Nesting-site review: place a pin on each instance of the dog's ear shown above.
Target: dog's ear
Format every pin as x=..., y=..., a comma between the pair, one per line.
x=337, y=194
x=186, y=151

────────────────────

WHAT YOU HAVE TO DO
Rewrite each line of the material above as a JSON list of strings, one string per line, leaving out any blank lines.

COMPLETE ANSWER
[
  "Nesting-site review: place a pin on each instance of the dog's ear shown above.",
  "Target: dog's ear",
  "Format every pin as x=..., y=..., a comma between the pair, one per line.",
  "x=337, y=194",
  "x=186, y=151"
]